▶ [Texto]
---

Foto: Ricardo Gómez

La tablilla de precios del mercado agropecuario causa una sensación de impotencia que muchas veces nos hace volver con las jabas vacías y llenos de mal humor. Por mucho que sacamos las cuentas, los números no encuentran un equivalente con la razón o la decencia si tomamos, además, como referente la falta del valor agregado: respeto. Este debe ser parte indisoluble de un servicio en el cual el cliente busca satisfacer alguna de las necesidades que le obligan a detenerse frente a la tarima.

Nuevamente acude a la lógica, la aritmética de bodega auxiliada por la calculadora de su celular. Nada, pierde el sentido cada referente de precios, como si el tomate se cultivara en la luna y las viandas fueran cosechadas en marte.

El asunto es un punto rojo en la agenda pública. El debate trasciende, incluso en niveles donde podría decidirse quién le pone el cascabel al gato, en específico a quien domina detrás del mostrador y no distingue que los beneficios del otro: el cliente, pueden y de hecho forman parte de sus ganancias. El pago de sus impuestos no fluctúa de la noche a la mañana.

---

▶ [Sobre la tarea]
Enumere todos los objetos materiales que se nombran en el cuerpo del texto sobre los precios del mercado agropecuario. No incluya alimentos ni astros. Para resolver lo que se pide, basta con el texto y no hace falta consultar las entradas.

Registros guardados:

---

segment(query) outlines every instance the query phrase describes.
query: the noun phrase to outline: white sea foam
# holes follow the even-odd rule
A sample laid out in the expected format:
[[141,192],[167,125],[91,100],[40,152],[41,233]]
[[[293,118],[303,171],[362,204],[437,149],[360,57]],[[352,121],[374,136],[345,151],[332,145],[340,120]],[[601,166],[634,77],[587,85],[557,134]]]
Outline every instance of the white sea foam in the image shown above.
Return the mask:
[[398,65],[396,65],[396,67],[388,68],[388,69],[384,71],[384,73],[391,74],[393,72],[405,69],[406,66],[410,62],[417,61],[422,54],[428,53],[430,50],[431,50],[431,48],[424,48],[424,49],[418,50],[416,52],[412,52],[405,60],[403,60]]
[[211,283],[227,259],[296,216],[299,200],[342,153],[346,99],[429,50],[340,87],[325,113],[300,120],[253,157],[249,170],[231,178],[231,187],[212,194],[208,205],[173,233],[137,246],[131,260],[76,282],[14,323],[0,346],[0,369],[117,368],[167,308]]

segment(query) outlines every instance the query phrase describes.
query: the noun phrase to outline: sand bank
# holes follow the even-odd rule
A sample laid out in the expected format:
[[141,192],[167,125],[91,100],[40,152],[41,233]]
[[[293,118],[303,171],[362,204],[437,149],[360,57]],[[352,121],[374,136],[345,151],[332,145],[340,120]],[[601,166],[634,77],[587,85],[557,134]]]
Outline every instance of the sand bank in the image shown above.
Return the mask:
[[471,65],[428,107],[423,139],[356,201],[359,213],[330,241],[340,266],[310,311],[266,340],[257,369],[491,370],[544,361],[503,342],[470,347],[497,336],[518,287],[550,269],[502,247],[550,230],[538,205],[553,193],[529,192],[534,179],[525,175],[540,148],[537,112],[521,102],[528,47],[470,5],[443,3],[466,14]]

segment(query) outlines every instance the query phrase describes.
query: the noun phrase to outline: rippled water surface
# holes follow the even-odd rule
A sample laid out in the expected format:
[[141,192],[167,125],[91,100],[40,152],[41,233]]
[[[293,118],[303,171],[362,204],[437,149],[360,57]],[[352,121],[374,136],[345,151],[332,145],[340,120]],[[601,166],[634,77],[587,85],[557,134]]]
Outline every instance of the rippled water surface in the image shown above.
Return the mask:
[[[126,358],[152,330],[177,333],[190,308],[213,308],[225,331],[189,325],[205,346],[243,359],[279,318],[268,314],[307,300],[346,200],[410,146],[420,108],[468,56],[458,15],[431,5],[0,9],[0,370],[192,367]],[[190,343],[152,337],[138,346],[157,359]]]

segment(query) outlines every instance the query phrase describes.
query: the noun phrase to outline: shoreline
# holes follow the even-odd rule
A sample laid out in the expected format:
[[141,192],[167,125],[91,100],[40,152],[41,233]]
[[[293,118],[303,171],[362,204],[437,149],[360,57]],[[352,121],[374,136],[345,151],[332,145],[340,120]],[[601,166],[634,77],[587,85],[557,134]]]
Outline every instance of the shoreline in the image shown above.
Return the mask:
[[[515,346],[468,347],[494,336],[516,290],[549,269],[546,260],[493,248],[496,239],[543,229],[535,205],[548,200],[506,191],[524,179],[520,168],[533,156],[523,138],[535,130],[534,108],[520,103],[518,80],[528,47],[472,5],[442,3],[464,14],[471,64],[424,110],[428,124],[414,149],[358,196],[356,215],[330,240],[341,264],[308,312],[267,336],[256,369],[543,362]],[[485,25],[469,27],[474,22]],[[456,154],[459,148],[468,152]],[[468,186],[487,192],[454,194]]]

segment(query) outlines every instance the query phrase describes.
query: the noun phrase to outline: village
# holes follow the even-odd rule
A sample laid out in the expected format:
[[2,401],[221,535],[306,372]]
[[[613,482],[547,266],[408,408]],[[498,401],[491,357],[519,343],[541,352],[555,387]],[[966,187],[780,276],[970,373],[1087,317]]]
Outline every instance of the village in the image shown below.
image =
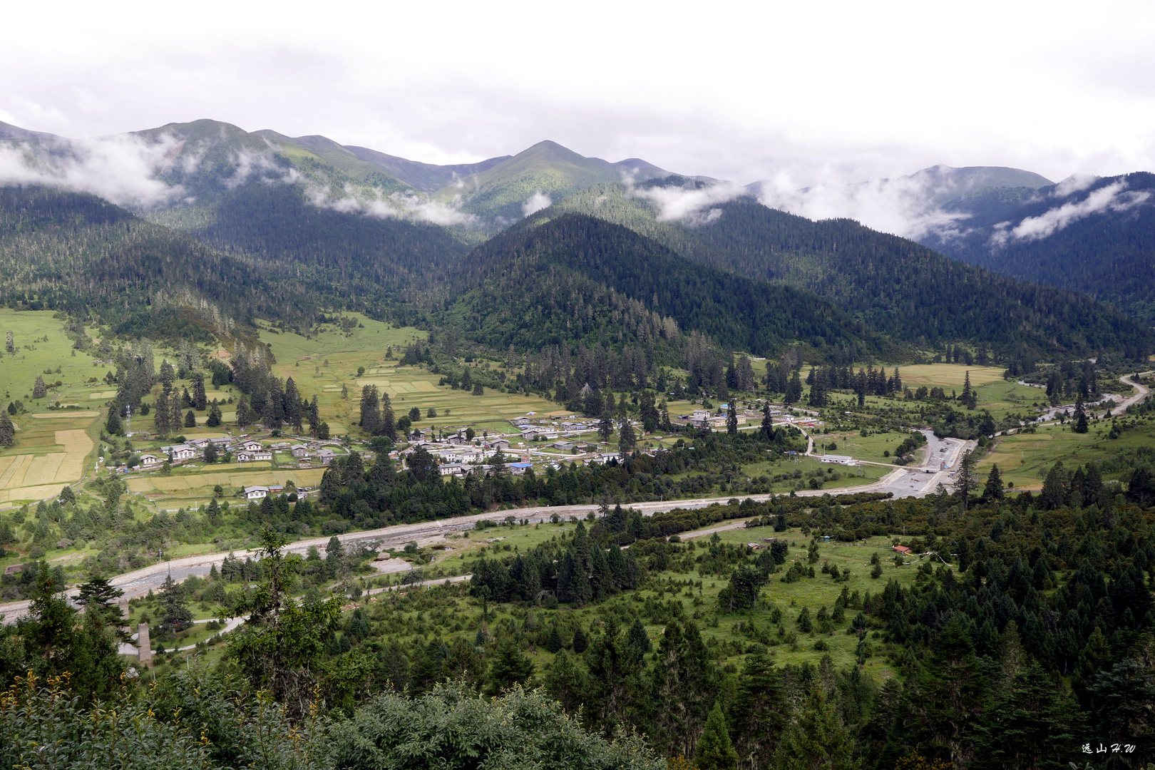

---

▶ [Respuesta]
Tablilla de precios, jabas, tarima, calculadora, celular, cascabel y mostrador.